Excerpts from a dataset
=-=-=

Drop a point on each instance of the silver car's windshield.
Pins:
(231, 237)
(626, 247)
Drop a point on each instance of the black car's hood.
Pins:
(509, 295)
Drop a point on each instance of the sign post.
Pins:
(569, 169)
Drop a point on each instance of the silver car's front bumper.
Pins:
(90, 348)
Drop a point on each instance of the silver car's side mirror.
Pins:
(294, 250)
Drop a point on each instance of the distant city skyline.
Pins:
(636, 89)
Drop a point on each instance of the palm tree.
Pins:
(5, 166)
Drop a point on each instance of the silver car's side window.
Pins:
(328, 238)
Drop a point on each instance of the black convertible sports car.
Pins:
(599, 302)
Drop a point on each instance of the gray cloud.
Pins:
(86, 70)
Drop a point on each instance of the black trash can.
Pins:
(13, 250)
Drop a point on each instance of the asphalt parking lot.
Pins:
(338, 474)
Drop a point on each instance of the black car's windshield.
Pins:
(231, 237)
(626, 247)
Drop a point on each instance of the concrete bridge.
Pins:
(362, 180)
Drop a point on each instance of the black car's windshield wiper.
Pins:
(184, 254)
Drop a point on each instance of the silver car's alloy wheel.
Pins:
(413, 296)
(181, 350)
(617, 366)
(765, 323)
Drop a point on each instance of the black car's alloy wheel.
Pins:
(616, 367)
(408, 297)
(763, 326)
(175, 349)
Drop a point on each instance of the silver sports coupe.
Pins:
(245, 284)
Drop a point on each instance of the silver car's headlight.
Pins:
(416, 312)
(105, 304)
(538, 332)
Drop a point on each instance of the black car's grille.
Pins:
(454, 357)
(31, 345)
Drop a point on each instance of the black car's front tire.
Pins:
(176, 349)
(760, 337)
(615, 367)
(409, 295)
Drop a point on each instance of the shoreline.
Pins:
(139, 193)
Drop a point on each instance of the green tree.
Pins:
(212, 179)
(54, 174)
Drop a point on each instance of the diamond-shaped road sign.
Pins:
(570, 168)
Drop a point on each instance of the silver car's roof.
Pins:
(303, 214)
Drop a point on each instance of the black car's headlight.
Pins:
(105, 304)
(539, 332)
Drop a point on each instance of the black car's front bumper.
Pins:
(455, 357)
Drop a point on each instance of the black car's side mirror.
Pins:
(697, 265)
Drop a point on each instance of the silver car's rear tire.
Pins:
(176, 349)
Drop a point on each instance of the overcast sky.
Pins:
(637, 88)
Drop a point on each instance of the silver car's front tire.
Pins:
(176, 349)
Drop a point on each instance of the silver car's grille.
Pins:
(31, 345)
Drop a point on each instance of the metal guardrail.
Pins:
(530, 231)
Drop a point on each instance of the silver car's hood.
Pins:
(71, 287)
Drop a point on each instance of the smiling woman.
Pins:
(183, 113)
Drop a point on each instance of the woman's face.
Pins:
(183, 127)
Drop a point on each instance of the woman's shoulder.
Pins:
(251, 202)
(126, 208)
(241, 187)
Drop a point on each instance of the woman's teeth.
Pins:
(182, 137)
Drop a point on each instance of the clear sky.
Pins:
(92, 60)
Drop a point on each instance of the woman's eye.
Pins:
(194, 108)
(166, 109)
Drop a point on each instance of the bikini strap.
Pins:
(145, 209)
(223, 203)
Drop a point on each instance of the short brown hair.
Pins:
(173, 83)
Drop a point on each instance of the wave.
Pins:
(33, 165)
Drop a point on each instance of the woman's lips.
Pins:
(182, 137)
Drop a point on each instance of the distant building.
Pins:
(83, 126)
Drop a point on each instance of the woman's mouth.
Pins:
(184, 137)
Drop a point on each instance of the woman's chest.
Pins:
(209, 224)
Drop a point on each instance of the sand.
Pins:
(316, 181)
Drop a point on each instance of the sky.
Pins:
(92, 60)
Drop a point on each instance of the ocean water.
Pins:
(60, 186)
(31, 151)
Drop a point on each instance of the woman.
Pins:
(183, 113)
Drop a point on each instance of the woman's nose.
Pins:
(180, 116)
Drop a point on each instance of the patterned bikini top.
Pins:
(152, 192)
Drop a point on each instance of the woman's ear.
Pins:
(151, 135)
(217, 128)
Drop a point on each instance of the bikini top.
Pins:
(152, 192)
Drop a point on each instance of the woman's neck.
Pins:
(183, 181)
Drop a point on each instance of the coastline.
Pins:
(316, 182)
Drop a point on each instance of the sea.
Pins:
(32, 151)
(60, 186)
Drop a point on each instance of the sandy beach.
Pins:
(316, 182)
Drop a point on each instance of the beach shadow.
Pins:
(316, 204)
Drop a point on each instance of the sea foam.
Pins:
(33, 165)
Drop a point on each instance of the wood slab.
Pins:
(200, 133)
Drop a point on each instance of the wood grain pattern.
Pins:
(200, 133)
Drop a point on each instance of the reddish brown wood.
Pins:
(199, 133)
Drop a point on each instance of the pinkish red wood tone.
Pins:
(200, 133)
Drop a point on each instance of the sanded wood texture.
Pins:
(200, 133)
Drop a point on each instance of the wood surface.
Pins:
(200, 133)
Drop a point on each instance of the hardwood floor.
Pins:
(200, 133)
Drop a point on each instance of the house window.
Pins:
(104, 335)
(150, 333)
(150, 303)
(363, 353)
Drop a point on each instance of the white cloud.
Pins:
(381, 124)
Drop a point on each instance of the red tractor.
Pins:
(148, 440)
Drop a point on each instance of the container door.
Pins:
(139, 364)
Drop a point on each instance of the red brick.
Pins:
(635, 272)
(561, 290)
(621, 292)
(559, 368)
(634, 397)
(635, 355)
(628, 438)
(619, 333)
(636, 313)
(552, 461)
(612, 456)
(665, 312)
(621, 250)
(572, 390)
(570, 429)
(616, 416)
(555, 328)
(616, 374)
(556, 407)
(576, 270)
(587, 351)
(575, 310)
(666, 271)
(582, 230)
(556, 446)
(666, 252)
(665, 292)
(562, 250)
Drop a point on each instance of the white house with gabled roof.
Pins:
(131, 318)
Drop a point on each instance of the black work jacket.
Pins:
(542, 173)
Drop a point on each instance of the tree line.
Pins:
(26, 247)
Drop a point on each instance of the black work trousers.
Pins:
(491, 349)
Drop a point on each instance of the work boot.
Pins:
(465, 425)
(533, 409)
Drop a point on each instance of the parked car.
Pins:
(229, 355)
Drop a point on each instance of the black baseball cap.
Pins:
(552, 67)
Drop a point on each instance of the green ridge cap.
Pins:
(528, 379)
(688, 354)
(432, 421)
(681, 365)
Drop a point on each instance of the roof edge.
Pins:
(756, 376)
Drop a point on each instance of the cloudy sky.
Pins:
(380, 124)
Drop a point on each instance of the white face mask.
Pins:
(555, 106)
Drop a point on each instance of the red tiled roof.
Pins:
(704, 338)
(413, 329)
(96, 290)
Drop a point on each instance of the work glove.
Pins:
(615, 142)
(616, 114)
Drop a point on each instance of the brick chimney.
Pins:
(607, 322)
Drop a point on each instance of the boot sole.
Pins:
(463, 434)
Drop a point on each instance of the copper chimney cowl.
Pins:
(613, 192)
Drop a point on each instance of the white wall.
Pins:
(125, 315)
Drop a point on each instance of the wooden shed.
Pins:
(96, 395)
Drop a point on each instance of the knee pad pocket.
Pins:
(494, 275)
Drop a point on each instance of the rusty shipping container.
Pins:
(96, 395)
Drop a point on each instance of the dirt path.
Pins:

=-=-=

WHAT TO WORK ON |
Every line above that holds the string "brick" should be copied into the answer.

EXPECTED OUTPUT |
Drop a point on each instance of the red brick.
Drop a point on each instance of the brick chimney.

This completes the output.